TASK STATEMENT
Convert every line of the records below into a numbered list, skipping blank lines and omitting the pictures.

+===+

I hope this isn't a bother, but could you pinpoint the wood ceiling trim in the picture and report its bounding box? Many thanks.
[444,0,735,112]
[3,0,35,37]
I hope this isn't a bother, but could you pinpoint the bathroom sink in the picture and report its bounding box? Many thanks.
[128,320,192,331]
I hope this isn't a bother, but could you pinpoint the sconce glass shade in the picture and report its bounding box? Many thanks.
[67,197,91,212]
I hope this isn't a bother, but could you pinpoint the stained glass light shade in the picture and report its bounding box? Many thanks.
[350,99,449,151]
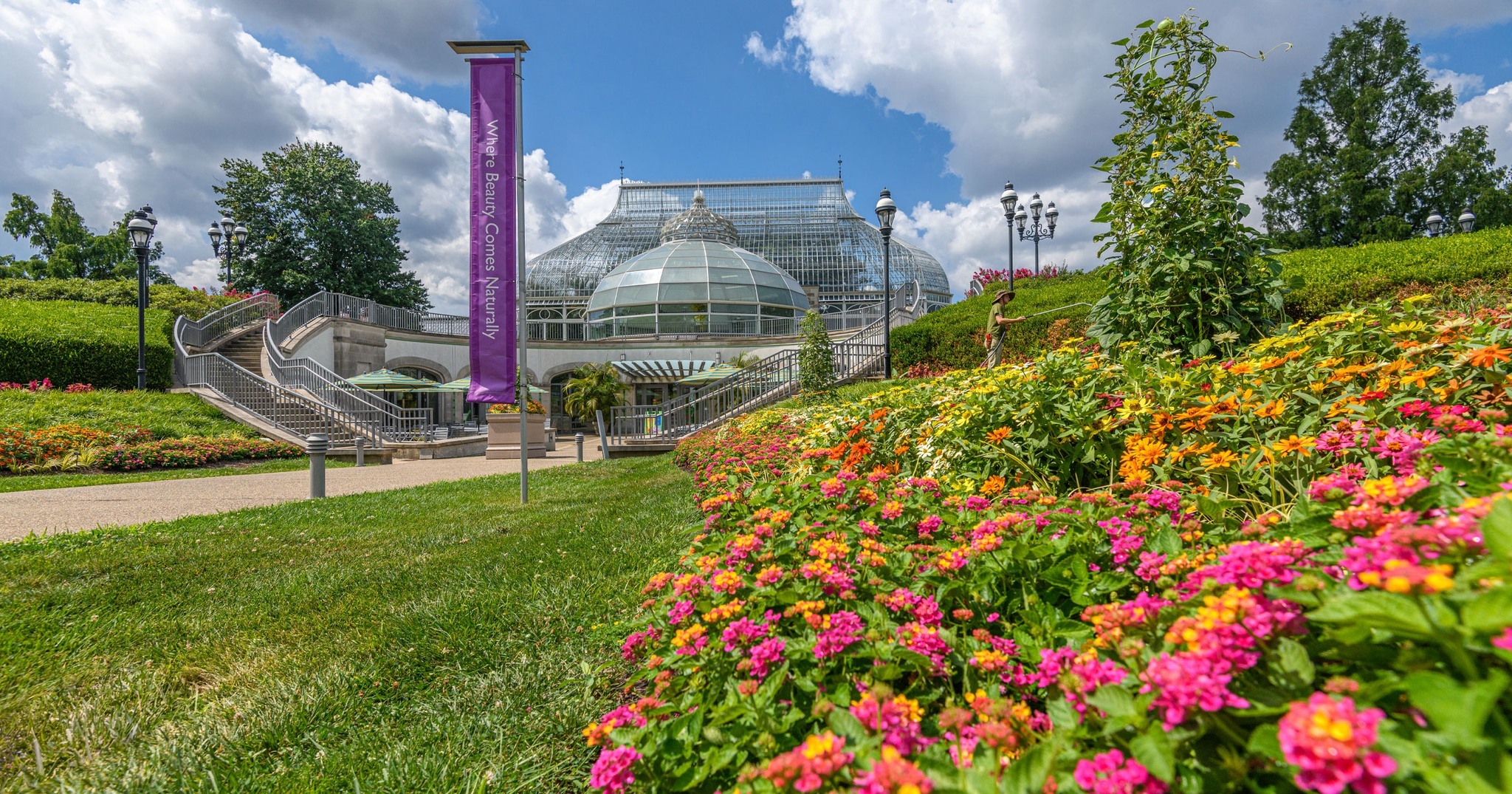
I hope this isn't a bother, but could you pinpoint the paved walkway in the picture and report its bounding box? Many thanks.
[0,442,599,543]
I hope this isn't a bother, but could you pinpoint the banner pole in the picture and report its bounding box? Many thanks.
[514,47,531,505]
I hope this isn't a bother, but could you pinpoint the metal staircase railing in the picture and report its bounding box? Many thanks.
[174,292,278,348]
[263,322,431,445]
[605,281,924,449]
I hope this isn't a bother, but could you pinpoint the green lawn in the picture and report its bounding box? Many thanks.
[0,458,352,493]
[0,384,257,439]
[0,455,700,791]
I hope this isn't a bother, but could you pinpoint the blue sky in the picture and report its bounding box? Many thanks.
[0,0,1512,310]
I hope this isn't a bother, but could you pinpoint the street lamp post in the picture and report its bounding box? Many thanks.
[1427,208,1476,237]
[877,188,898,381]
[1000,182,1019,292]
[206,215,247,286]
[126,204,157,390]
[1003,192,1060,275]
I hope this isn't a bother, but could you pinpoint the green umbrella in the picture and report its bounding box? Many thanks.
[427,378,547,394]
[678,364,743,386]
[346,369,440,391]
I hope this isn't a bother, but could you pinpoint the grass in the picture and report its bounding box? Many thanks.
[0,389,257,439]
[0,455,700,791]
[0,458,354,493]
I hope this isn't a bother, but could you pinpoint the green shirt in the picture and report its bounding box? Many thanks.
[987,301,1008,336]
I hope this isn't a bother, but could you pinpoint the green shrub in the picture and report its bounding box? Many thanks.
[0,299,174,390]
[892,227,1512,372]
[892,274,1105,372]
[0,278,239,318]
[0,386,257,439]
[1281,220,1512,319]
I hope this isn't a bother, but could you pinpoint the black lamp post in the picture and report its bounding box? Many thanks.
[877,188,898,380]
[1004,194,1060,275]
[998,182,1019,292]
[207,215,247,286]
[1427,208,1476,237]
[126,204,157,390]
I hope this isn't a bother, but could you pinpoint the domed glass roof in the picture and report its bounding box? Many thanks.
[588,236,809,339]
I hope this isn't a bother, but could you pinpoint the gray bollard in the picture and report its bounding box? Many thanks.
[304,433,331,499]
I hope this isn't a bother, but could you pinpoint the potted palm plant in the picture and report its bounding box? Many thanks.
[484,400,546,459]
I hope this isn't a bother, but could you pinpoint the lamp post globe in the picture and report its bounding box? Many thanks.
[206,215,247,287]
[998,182,1019,292]
[877,188,898,380]
[1459,208,1476,234]
[126,205,157,390]
[1427,211,1444,237]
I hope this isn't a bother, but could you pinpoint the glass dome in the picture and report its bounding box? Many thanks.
[588,236,809,339]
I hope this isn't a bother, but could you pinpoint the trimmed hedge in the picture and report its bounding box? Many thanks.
[0,278,241,318]
[892,227,1512,371]
[0,299,174,390]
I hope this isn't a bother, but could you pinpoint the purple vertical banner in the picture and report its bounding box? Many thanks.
[467,58,520,403]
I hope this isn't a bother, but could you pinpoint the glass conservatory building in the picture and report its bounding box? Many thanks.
[526,179,951,342]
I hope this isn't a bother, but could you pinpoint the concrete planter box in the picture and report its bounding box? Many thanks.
[484,413,546,459]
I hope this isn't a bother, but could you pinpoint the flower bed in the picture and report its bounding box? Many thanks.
[0,425,304,472]
[584,296,1512,794]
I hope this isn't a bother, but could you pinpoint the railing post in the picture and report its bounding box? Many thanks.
[304,433,329,499]
[593,410,609,459]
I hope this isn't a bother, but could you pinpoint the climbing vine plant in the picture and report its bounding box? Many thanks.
[1089,17,1282,355]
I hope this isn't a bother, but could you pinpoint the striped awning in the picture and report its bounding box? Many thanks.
[609,358,715,383]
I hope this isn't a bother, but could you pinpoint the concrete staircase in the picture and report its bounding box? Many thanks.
[215,328,263,375]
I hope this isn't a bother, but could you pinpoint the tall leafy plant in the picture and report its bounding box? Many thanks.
[1089,17,1282,355]
[798,310,834,396]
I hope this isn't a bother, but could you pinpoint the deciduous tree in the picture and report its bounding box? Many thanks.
[215,140,431,310]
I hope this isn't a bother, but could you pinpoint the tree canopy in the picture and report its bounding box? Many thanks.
[1260,17,1512,248]
[215,140,431,310]
[0,191,174,284]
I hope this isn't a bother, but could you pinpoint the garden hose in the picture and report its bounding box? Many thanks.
[977,303,1092,369]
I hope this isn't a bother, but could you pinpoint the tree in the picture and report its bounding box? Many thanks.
[798,309,834,396]
[1260,17,1508,248]
[215,140,431,310]
[1087,17,1282,355]
[0,191,174,284]
[563,363,625,423]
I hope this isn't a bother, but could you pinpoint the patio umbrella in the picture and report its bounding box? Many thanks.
[678,364,741,386]
[346,369,440,391]
[427,377,547,394]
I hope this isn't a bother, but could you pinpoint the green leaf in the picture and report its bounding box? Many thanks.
[1087,684,1135,717]
[1245,723,1285,761]
[1403,670,1509,749]
[1459,586,1512,634]
[1480,499,1512,563]
[1130,725,1176,784]
[1276,637,1317,685]
[1308,590,1434,640]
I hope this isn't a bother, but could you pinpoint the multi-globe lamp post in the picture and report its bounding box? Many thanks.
[206,215,247,286]
[1427,208,1476,237]
[877,188,898,380]
[126,204,157,390]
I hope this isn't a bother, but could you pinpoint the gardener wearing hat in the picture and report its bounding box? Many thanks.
[984,289,1025,368]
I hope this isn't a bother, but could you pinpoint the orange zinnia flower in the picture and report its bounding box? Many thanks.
[1202,449,1238,469]
[1255,398,1287,419]
[1274,434,1317,456]
[1465,345,1512,368]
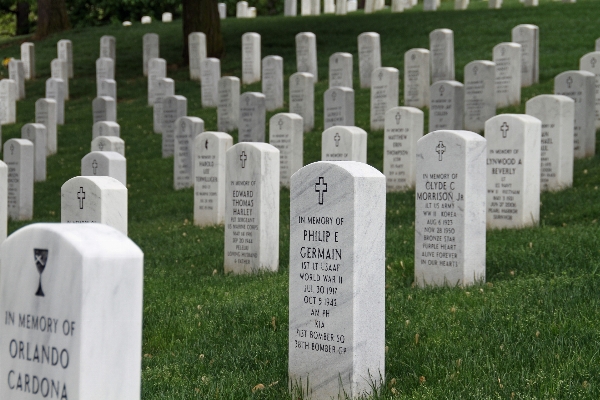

+===+

ANSWER TO THIS TASK
1. I hope this isn't a bother, but could you pinpoint the wood ceiling trim in the picture and report its bounding box? Many thanks.
2. [444,0,735,112]
3. [3,0,35,37]
4. I hope this isn't a bother, but could you pinpoint the bathroom sink in the picture and report its bounding box? Many thanks.
5. [128,320,192,331]
6. I hope this isn't a bother, but could you pinpoint the sconce glass shade in the picture and report its bounding box? Many thanks.
7. [67,197,91,212]
8. I hope this isn't a bother, but could you pinpoint the stained glass light shade in the picture and report its bounding box? Many thanks.
9. [350,99,449,151]
10. I hope this isn't a bother, but could you pinpoint the paved walkway in the picture and report its bounding box? Many thanks.
11. [0,442,599,543]
12. I hope this isn't a bother, but could you pinpoint the banner pole in the picture and report its bounding box? Many thanks.
13. [514,47,531,505]
14. I hope this isn't a bother, but could you pinpoint the metal staircase railing in the picture and report its bounding box? Many thanks.
15. [174,292,278,348]
16. [263,322,431,445]
17. [605,281,924,449]
18. I hope this isn't a bother, but could you pinpoint the green lawn in the picture and report its bounding box? Many thanks.
19. [0,458,352,493]
20. [0,384,257,439]
21. [0,455,700,791]
22. I hope this isn't a bother, but could you pinpoint the blue sky in the picture and report its bounding box? Many thanks.
23. [0,0,1512,310]
24. I hope this isn't a bother, but could you pinpoint the street lamp post in the picture and report its bounding box? Many thanks.
25. [1427,208,1476,237]
26. [877,188,898,381]
27. [1000,182,1019,292]
28. [206,215,247,286]
29. [126,204,157,390]
30. [1003,192,1060,275]
31. I hope this isn't a bother, but could you pinpoint the green umbrella in the picture and report its bounding box? Many thanks.
32. [427,378,547,394]
33. [678,364,743,386]
34. [346,369,440,391]
35. I hope this isn't a bother, but could you pinpoint the grass in the picture and report its bounding box? Many thanks.
36. [0,389,257,439]
37. [0,455,700,791]
38. [0,458,354,493]
39. I hope this isn't a bother, but could you pinpoint the green shirt in the picture and report its bounding box? Many thanks.
40. [987,301,1008,336]
41. I hope this isn't a bother, but could you pinpoint the green shrub in the picture and report its bounding box? Many thanks.
42. [0,299,174,390]
43. [892,227,1512,372]
44. [892,274,1105,372]
45. [0,278,239,318]
46. [0,386,257,439]
47. [1281,220,1512,319]
48. I hope this isn't a bother, but could you pinpoint the black lamp post in the picture and report its bounding box? Many thanks.
49. [877,188,898,380]
50. [1004,194,1060,275]
51. [998,182,1019,292]
52. [207,215,247,286]
53. [1427,208,1476,237]
54. [126,204,157,390]
55. I hope this isn't a bother, but could you pinpoint the domed glass roof in the picture and report its bounding box? Many thanks.
56. [588,236,809,339]
57. I hope this isn't a bother, but could you pinpoint the gray bollard in the picture and report its bounding box? Many thanks.
58. [304,433,331,499]
59. I hope this isn't a bother, but could you pinpoint the potted palm plant in the picture and report its bounding box? Many thanks.
60. [484,400,546,459]
61. I hope this isn't a bother, but could you pinpoint the lamp post globe in the picture and report its bounding box? Many thanks.
62. [206,215,247,287]
63. [998,182,1019,292]
64. [877,188,898,380]
65. [1459,208,1476,234]
66. [126,205,157,390]
67. [1427,211,1444,237]
68. I hope this isn't a bother, but could you pinpoint the glass dome in the picture and report its bounding box? Many thanks.
69. [588,236,809,339]
70. I hope this isn't a bother, but could you pinpoint the trimmed hedge in the picture and report its bounding box? Many thanks.
71. [0,278,241,318]
72. [892,227,1512,371]
73. [0,299,174,390]
74. I hope this isn't a bother, but could you pinpoint the purple vertical banner in the picture and report its bounding box? Many thanks.
75. [467,58,520,403]
76. I hope this isn't a bother, but could you pinpoint the glass conservatory building in the picture and report its bounding box? Many thanks.
77. [526,179,951,342]
78. I hope this isn't a bother, but could you pinpoint the concrete planter box in the picture and report its bounding box? Many thanks.
79. [484,413,546,459]
80. I hope this isn't a bother, but could you pinpoint the flower bed in the picture and report its bounding box? Many thanks.
81. [0,425,304,472]
82. [584,296,1512,794]
83. I hope this isn't a bother, but could you pinpoint the railing post in the picture and report its bounding box? Many thanks.
84. [304,433,329,499]
85. [593,410,609,459]
86. I hope this isn't a bother, but could you pinpoint the climbing vine plant in the picture and report its bounding box? Many thanks.
87. [1089,17,1282,355]
88. I hope this isn't a bother, but could you pinpoint the striped awning in the picture and report its bounding box? Many thanks.
89. [609,358,715,383]
90. I hope this isn't a bother, but could you pinpoint the concrete staircase in the picture and report its bounding box? Many thanks.
91. [215,328,263,375]
92. I hope this isn't a bother, but could you pinpoint the tall leafy plant in the picture and report its bounding box? Many thanks.
93. [1089,17,1282,355]
94. [798,310,834,396]
95. I hope this isn't a bother, but could you pinpoint the deciduous tree in the picture and report its bounding box? Many thanks.
96. [215,140,431,310]
97. I hope this isn't a bother, but could you pinpoint the tree canopy in the picture and report its bounding box? Many thanks.
98. [1260,17,1512,248]
99. [215,140,431,310]
100. [0,191,174,284]
101. I hope this isn't a bother, but could you pinpoint the garden hose in the picture and report its bounding box? Many thanks.
102. [977,303,1092,369]
103. I hope this isn't a bother, but could you pinpoint the tree in the picture and report its bounding box? Many thanks.
104. [798,309,834,396]
105. [1260,17,1508,248]
106. [215,140,431,310]
107. [1087,17,1282,355]
108. [0,191,174,284]
109. [563,363,625,423]
110. I hope this isn't a bother, but could you pinpoint the patio umbrella in the picture and report its bounding box? Many thanks.
111. [678,364,741,386]
112. [346,369,440,391]
113. [427,377,547,394]
114. I hope this isn't a bother, but could you pinpoint the green leaf in the picture and report its bounding box? Many thanks.
115. [1087,684,1135,717]
116. [1245,723,1285,761]
117. [1403,670,1509,749]
118. [1459,586,1512,634]
119. [1480,499,1512,563]
120. [1130,725,1176,784]
121. [1276,637,1317,685]
122. [1308,590,1434,640]
123. I hope this isn't a bother, but could you pinpoint the multi-globe lamp post in the picture and report its bounding box? Many thanks.
124. [206,215,247,286]
125. [1427,208,1476,237]
126. [877,188,898,380]
127. [126,204,157,390]
128. I hope this isn't a bother, but could you pinpoint the gardener wearing hat in the picture and report its bounding box? Many thanks.
129. [984,289,1025,368]
130. I hope this isn't a bother, but could you pinpoint the orange zinnia flower in the picture and report its bounding box? Many thanks.
131. [1202,449,1238,469]
132. [1255,398,1287,419]
133. [1274,434,1317,456]
134. [1465,345,1512,368]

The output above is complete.